> _Task requirements_
Reproduce the material below line for line, leaving out the pictures.

** Start Supplied information **

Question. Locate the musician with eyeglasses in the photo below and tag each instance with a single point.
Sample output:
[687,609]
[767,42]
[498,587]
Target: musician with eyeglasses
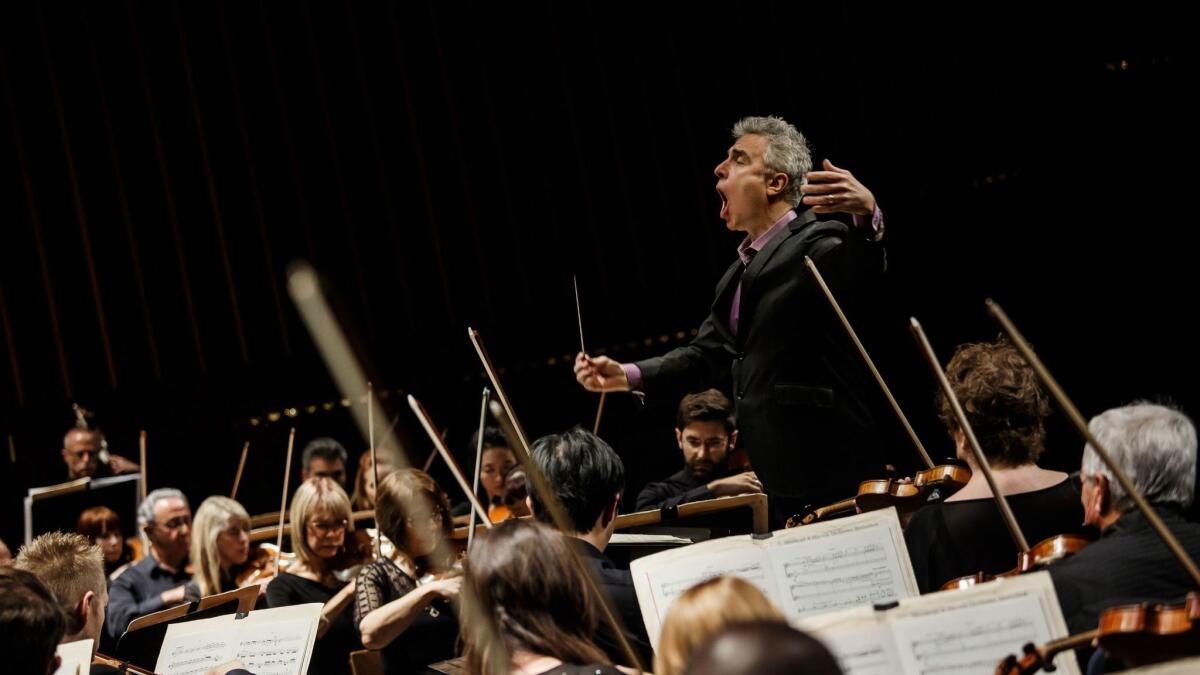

** End Supplied information **

> _Result_
Question. Locate the musician with eyeglasses in the photo below and tag each instance with a single point.
Sample output:
[687,609]
[767,42]
[498,587]
Target: musician with eyeglasses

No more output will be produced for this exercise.